• **To be done**: Return every line of the material below that contains the word "instance", copying each one in full.

• **Data extract**:
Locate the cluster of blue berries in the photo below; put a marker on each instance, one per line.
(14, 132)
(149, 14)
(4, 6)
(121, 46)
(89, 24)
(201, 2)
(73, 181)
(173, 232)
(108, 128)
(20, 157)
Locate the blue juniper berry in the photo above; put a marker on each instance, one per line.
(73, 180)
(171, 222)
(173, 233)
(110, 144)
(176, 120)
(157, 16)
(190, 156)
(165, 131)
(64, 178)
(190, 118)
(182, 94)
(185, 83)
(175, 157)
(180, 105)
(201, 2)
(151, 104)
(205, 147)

...

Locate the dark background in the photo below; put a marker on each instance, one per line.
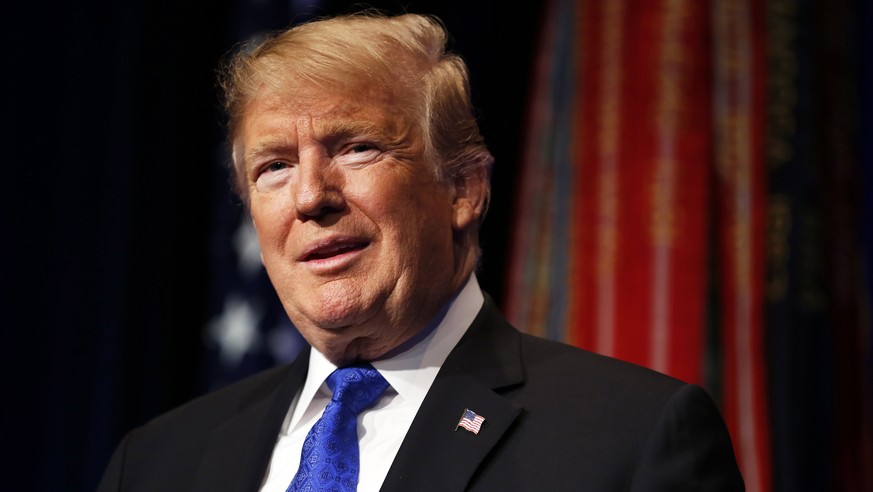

• **Completed task**:
Locate the cluster of blue berries in the photo below; put a marker on each instance, one per line.
Locate the blue juniper berry in the photo above; put a marker on each instance, one per line.
Locate the dark background in the photo below; put a marker on each instance, one per line.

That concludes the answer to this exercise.